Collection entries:

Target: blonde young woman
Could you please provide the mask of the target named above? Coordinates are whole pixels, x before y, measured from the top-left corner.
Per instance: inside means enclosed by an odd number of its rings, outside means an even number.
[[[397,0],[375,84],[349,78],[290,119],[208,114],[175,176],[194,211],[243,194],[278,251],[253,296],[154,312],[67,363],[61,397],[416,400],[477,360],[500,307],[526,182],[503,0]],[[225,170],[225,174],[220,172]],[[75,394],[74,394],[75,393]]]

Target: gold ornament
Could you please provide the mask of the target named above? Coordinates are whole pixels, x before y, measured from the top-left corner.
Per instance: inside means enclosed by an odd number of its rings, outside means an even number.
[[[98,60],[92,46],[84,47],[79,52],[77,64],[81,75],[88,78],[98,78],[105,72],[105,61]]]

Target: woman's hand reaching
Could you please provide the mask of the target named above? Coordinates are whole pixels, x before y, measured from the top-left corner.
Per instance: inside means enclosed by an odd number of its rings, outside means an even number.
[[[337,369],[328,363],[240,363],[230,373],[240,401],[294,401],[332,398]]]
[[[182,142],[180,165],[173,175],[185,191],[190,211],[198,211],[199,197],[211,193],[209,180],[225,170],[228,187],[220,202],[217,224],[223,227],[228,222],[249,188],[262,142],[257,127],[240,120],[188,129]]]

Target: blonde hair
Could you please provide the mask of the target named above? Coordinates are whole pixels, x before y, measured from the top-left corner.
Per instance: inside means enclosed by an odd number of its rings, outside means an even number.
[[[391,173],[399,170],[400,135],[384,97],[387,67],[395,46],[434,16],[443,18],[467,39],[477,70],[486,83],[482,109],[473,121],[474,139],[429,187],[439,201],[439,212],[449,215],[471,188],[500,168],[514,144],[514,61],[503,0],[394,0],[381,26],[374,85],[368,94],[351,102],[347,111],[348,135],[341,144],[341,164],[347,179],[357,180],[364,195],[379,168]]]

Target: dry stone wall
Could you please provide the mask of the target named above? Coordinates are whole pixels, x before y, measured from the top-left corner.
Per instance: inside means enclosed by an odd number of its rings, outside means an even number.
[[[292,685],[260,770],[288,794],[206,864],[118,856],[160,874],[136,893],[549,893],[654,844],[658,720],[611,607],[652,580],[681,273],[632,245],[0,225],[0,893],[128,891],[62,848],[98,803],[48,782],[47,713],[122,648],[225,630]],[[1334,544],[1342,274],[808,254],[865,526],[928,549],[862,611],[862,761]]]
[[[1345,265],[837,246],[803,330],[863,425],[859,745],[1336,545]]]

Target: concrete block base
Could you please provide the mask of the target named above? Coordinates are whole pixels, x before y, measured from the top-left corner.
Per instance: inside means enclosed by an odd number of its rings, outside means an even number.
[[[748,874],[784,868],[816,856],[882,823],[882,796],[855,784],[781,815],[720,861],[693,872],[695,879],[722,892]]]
...
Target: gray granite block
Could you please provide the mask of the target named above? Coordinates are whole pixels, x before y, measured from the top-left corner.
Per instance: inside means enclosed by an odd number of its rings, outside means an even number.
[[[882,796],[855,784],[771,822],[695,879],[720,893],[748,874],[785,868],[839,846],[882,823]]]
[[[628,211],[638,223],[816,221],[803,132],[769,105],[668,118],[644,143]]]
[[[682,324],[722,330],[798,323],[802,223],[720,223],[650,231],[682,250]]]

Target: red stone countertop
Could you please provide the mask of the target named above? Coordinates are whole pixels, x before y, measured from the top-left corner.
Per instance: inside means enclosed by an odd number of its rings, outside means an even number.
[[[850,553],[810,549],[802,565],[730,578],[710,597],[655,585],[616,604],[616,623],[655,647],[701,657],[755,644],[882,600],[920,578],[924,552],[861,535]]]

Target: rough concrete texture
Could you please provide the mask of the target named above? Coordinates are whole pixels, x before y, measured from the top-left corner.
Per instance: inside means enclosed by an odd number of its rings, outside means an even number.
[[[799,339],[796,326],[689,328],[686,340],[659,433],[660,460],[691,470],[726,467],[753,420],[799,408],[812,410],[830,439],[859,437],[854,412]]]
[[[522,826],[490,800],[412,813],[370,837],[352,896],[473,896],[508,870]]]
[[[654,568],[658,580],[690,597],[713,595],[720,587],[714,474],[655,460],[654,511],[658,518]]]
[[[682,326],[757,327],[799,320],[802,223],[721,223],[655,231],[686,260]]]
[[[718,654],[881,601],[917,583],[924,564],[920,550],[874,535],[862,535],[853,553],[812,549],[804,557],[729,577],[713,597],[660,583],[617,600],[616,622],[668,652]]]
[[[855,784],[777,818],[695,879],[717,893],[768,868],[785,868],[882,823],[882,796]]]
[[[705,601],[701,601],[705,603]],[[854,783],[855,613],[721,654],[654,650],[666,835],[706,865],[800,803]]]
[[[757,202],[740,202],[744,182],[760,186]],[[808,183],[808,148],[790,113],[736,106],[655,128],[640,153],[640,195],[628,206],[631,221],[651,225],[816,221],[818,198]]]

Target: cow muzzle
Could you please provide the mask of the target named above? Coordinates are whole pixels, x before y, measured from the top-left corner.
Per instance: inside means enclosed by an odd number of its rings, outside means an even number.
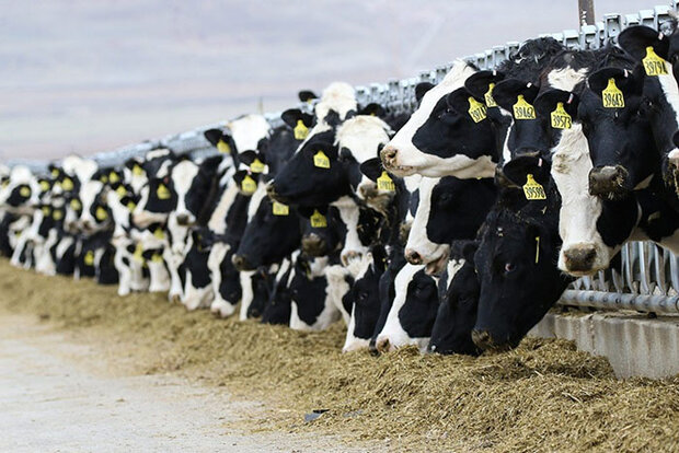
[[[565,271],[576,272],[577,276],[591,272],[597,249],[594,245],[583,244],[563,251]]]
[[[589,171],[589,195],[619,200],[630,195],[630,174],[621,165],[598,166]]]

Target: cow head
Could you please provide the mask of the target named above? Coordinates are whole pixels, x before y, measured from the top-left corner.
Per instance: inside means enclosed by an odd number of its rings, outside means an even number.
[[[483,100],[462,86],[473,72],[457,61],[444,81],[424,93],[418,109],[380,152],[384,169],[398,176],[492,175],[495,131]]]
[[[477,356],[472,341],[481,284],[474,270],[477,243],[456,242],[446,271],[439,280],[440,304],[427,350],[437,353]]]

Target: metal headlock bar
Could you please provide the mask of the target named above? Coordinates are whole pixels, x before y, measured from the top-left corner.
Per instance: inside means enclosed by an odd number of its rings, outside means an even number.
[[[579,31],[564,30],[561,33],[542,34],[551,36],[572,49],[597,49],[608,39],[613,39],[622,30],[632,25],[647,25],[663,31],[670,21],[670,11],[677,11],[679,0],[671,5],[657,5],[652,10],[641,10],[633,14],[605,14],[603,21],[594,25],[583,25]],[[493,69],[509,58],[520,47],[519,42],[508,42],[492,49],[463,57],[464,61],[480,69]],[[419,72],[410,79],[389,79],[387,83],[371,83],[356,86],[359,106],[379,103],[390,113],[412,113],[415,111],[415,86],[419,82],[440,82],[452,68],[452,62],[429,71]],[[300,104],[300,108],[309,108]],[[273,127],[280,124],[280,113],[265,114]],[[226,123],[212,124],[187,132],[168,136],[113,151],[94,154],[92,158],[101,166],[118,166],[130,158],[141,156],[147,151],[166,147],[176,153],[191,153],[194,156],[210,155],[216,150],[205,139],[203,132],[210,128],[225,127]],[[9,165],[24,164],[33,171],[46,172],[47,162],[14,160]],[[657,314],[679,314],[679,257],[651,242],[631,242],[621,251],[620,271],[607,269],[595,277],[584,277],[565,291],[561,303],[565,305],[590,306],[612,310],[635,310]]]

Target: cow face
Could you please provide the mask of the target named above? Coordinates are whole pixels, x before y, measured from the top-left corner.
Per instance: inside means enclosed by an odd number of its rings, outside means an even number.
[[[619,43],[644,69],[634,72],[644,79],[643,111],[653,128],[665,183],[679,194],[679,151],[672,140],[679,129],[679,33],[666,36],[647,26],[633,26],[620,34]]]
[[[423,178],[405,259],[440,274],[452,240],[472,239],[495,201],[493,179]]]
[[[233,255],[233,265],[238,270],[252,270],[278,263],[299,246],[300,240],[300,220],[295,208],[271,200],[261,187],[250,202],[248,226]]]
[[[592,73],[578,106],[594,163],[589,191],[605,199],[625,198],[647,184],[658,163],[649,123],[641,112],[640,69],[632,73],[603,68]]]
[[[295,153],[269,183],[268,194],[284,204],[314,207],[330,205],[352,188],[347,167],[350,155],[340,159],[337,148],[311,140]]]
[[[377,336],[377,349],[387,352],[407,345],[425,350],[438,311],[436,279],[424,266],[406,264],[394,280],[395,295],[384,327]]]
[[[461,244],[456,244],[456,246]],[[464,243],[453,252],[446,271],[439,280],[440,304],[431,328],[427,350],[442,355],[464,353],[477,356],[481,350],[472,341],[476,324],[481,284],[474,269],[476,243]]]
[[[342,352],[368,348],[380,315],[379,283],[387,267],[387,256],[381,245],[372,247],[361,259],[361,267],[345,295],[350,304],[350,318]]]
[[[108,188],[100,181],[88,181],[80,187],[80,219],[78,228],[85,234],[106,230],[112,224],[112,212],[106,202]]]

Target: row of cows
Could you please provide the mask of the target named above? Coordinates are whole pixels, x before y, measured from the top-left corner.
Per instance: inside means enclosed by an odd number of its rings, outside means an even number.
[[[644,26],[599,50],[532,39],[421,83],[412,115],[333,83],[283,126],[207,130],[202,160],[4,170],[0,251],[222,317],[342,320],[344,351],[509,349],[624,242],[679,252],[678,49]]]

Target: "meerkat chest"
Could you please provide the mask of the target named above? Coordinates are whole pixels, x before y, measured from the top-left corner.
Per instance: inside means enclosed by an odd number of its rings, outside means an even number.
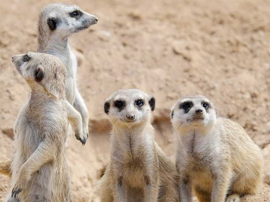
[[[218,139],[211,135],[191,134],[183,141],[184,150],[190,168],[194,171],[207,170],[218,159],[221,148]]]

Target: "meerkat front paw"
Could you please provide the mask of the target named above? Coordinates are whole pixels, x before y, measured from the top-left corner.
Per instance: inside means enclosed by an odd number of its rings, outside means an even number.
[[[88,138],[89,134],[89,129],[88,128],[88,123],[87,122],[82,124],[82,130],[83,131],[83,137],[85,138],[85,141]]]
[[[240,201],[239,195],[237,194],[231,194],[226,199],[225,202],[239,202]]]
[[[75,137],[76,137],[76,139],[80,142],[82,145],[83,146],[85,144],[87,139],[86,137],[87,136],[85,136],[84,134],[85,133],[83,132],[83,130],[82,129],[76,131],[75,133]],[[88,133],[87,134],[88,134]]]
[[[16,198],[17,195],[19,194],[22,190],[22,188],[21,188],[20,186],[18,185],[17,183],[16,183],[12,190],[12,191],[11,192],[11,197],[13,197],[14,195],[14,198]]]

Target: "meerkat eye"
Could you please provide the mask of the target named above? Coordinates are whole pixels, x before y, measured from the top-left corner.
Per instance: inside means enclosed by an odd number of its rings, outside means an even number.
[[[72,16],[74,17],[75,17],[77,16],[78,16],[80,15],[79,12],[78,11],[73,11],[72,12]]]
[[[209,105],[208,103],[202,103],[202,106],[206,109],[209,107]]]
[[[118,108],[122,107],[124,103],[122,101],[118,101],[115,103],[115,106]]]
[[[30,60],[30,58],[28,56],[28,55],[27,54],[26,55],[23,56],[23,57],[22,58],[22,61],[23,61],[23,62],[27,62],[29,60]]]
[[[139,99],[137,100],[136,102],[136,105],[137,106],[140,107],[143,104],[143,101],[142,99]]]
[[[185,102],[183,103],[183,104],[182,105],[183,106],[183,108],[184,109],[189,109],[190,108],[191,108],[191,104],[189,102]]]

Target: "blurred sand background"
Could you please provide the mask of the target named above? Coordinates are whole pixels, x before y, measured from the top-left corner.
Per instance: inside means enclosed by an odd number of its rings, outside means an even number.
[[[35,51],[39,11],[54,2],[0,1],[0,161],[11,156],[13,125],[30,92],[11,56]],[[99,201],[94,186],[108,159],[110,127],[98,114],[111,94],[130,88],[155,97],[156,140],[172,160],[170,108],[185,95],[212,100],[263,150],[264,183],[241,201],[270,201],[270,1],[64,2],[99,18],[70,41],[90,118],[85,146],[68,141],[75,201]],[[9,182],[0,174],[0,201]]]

### Goal
Please filter the records above down to the lines that contain the word "concrete", and copy each of those lines.

### Answer to this exercise
Target: concrete block base
Target: rough concrete texture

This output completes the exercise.